What is asked:
(a) In the Python notebook text, who made the tutorial video used as a reference?
(b) Reproduce word for word everything in the Python notebook text from "- This basic" down to "retrieve more information.".

Text section:
(begin)

### Motivation
- In this notebook, I will practice the basics of Python using Python's built-in data structures: lists, dictionaries, tuples and sets using an online tutorial video https://www.youtube.com/watch?v=j6VSAsKAj98 made by David Beazley at the talk from the 2016 PyData Conference in Chicago, USA as a reference.

- This basic notebook will help me to see how Python can be used to automate powerful data manipulations with quite big data source excel file (~250MB)

- There are some changes being made to retrieve more information.

#### Import libraries

In [1]:
from collections import Counter, defaultdict
import csv

#### Open data file, convert data rows into dictionary type, and then put all of them into a list named food.

In [2]:
food = list(csv.DictReader(open('Food_Inspections.csv')))

##### Check the length of food to see how much data in this list. We should do this to avoid rendering a huge amount of data in one go.

In [3]:
len(food)

224799

#### Take a quick look at the first item in the list to see the structure of data, such as keys (columns) and values (rows).

In [4]:
food[0]

{'Inspection ID': '2522989',
 'DBA Name': 'IPSENTO',
 'AKA Name': 'IPSENTO',
 'License #': '1741994',
 'Facility Type': 'Restaurant',
 'Risk': 'Risk 2 (Medium)',
 'Address': '2035 N WESTERN AVE ',
 'City': 'CHICAGO',
 'State': 'IL',
 'Zip': '60647',
 'Inspection Date': '07/21/2021',
 'Inspection Type': 'Canvass',
 'Results': 'Out of Business',
 'Violations': '',
 'Latitude': '41.918574636596254',
 'Longitude': '-87.68729592769105',
 'Location': '(-87.68729592769105, 41.918574636596254)'}

#### Take a look at one more item in the list.

(end)

Listed records:
(begin)

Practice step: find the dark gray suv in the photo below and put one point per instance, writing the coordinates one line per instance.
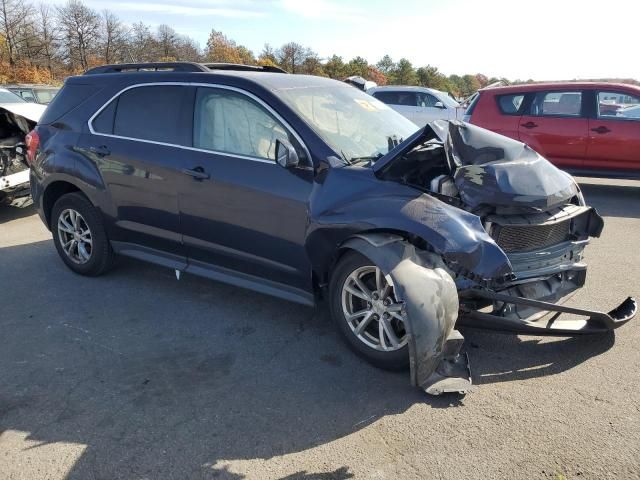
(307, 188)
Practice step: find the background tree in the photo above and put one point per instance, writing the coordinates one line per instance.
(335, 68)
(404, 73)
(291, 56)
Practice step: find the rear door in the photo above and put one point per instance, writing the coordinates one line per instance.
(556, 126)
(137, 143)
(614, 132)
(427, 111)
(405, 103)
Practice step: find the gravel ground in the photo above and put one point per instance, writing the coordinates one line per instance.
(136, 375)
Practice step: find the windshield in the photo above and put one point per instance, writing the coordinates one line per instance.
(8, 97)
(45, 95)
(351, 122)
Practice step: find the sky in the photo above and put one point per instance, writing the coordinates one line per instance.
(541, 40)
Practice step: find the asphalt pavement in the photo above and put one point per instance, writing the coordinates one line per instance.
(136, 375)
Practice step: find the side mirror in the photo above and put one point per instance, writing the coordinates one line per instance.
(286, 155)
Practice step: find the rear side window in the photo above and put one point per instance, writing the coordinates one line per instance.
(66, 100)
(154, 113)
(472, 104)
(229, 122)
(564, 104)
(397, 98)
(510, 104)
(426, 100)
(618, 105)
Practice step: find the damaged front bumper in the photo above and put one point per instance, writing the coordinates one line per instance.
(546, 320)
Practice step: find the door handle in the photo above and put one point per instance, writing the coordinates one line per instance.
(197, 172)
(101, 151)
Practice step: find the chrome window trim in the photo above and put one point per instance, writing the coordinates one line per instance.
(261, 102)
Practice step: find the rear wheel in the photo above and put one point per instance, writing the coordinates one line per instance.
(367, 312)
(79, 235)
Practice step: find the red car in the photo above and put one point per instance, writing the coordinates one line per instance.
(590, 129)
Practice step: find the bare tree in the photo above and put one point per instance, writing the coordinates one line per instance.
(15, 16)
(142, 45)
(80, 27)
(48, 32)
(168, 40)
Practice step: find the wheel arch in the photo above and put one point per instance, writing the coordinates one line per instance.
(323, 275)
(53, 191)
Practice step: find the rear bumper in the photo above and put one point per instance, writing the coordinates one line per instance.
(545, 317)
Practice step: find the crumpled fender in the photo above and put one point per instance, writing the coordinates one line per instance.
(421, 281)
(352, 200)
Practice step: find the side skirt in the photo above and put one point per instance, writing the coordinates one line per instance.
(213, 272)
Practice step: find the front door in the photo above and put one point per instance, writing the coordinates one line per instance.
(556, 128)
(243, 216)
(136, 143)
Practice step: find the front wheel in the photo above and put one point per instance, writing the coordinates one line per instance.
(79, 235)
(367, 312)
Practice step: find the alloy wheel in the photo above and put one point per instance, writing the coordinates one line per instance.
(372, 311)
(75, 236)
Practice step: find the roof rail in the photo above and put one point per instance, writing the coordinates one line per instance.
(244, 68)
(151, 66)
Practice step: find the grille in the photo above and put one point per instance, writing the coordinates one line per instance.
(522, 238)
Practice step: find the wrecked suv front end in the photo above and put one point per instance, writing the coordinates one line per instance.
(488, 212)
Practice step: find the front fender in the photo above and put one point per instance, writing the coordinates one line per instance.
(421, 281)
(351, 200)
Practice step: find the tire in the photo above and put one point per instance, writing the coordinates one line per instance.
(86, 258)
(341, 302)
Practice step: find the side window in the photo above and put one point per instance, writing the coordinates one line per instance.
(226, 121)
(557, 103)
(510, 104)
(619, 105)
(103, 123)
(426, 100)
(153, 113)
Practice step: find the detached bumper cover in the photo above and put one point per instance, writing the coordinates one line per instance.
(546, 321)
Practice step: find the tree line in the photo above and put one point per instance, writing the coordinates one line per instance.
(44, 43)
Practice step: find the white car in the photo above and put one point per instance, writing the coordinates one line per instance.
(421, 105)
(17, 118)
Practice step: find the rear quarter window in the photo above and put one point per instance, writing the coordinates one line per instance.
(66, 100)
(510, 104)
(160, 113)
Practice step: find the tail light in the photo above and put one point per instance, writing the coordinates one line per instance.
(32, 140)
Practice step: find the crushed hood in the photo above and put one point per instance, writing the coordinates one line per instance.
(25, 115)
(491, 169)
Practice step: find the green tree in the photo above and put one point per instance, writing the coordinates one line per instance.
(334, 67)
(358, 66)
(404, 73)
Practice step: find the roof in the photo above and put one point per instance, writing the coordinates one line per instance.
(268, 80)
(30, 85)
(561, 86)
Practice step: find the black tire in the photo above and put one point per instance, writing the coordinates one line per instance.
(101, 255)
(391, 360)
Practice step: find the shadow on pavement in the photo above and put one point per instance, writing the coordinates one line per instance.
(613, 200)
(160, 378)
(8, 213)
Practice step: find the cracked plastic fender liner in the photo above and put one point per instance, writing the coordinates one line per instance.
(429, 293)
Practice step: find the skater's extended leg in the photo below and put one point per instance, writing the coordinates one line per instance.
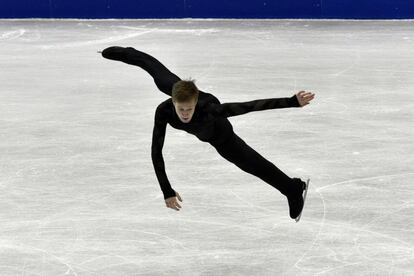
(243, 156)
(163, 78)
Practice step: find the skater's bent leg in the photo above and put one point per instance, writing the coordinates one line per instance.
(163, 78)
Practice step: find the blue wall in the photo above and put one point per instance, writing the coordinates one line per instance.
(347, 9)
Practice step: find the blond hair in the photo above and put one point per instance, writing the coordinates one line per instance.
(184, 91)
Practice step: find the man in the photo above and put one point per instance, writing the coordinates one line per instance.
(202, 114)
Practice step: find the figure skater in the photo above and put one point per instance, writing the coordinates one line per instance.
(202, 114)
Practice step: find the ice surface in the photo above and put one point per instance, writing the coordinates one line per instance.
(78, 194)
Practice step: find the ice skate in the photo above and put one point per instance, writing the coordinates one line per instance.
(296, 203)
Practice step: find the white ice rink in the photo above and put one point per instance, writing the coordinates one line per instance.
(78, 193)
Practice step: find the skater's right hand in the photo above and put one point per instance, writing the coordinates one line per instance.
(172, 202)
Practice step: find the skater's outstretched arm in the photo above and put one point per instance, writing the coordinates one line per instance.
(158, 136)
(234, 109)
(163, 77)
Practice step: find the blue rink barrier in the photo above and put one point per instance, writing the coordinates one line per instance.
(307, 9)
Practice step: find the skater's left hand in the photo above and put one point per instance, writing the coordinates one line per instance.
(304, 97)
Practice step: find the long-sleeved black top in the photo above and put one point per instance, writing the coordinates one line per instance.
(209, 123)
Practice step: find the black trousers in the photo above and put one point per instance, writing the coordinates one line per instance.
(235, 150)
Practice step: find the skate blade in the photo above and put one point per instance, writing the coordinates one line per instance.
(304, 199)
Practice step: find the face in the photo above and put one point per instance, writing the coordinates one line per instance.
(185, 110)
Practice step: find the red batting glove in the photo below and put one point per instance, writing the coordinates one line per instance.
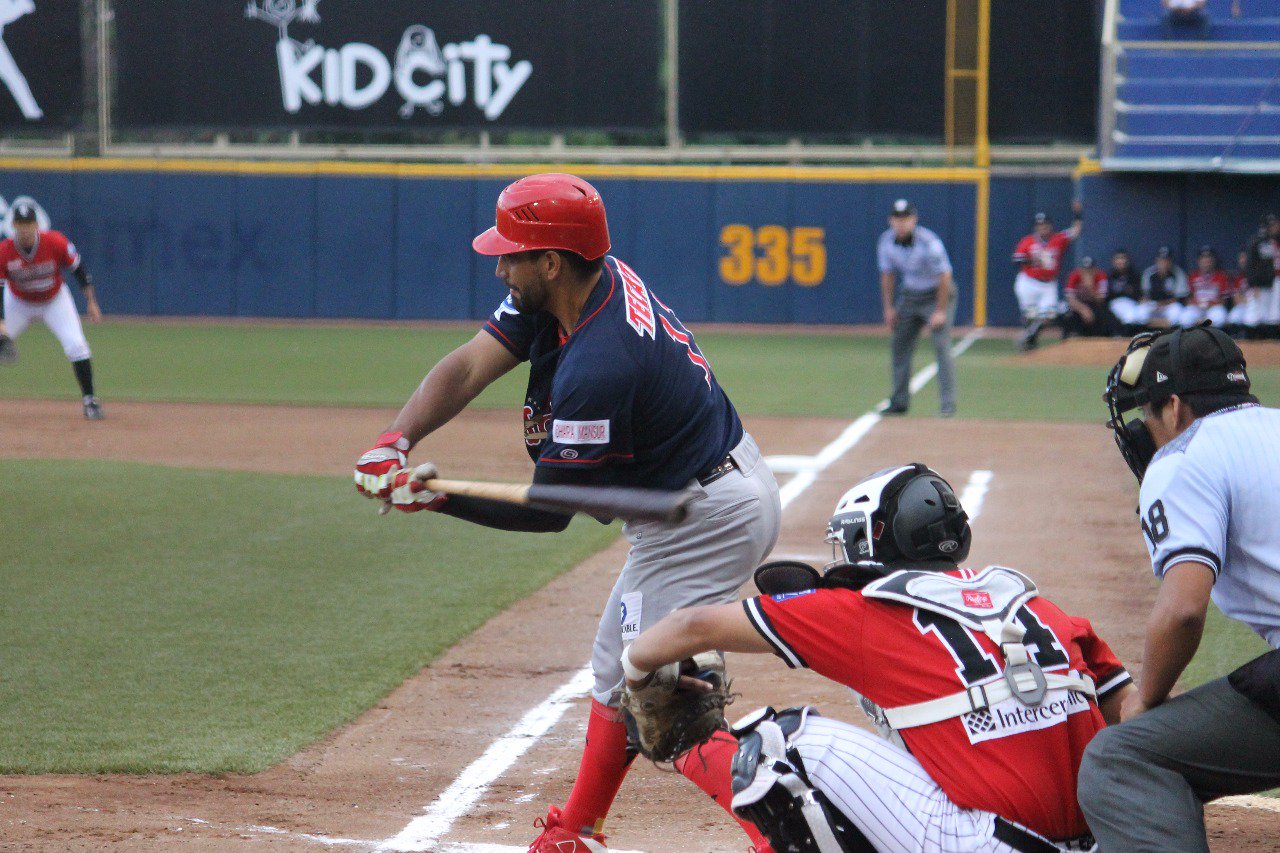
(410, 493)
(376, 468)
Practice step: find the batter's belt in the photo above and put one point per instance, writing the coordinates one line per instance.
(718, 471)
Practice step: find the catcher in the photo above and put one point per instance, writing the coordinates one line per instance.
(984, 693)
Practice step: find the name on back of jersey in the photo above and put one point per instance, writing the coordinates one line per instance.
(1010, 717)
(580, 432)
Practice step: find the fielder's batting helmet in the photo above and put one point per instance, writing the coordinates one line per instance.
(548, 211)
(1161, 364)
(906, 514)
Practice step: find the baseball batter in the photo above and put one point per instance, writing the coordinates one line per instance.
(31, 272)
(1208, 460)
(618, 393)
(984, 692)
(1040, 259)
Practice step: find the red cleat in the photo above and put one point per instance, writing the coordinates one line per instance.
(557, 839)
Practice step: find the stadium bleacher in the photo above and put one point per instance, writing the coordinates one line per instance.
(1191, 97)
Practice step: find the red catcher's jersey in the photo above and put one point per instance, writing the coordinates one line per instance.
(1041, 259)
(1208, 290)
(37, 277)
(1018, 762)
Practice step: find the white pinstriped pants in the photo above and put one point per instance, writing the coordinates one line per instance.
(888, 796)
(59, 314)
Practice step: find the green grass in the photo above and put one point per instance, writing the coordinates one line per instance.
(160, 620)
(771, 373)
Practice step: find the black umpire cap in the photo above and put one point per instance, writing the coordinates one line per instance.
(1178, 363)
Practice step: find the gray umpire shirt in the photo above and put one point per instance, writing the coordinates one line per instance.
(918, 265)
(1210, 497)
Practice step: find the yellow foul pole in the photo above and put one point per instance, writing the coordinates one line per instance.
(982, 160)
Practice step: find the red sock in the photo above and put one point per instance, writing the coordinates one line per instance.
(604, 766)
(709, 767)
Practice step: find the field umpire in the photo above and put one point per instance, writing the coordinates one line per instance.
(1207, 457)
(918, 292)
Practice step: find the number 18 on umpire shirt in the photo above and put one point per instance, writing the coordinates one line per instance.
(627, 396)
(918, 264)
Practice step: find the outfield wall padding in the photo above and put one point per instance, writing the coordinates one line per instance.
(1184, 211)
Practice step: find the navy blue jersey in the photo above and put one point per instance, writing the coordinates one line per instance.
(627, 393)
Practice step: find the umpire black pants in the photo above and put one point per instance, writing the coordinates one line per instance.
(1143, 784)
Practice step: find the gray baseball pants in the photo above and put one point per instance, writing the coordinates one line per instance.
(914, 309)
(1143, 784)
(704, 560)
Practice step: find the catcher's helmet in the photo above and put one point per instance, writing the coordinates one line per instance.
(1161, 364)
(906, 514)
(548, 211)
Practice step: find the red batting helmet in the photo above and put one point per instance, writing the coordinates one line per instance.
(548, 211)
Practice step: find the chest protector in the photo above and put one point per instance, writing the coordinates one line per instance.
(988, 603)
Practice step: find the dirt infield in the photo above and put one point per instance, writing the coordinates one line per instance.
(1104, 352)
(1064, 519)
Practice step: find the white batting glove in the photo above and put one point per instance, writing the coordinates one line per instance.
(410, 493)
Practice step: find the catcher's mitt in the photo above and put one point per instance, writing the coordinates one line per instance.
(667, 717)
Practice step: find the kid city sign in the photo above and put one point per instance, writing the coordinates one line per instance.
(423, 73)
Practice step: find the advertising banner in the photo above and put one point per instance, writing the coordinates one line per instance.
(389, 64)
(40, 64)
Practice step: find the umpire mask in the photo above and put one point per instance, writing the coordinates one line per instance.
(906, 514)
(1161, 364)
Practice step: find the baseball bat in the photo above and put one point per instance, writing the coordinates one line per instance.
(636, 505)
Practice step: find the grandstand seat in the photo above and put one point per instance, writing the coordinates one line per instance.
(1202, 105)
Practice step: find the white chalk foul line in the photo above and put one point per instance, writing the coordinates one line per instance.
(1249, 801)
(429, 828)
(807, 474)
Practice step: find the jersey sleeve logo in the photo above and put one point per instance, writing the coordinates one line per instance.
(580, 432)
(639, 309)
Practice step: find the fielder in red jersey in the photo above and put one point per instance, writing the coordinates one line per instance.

(end)

Solutions to each task:
(a) David Beazley

(b)
- This basic notebook will help me to see how Python can be used to automate powerful data manipulations with quite big data source excel file (~250MB)

- There are some changes being made to retrieve more information.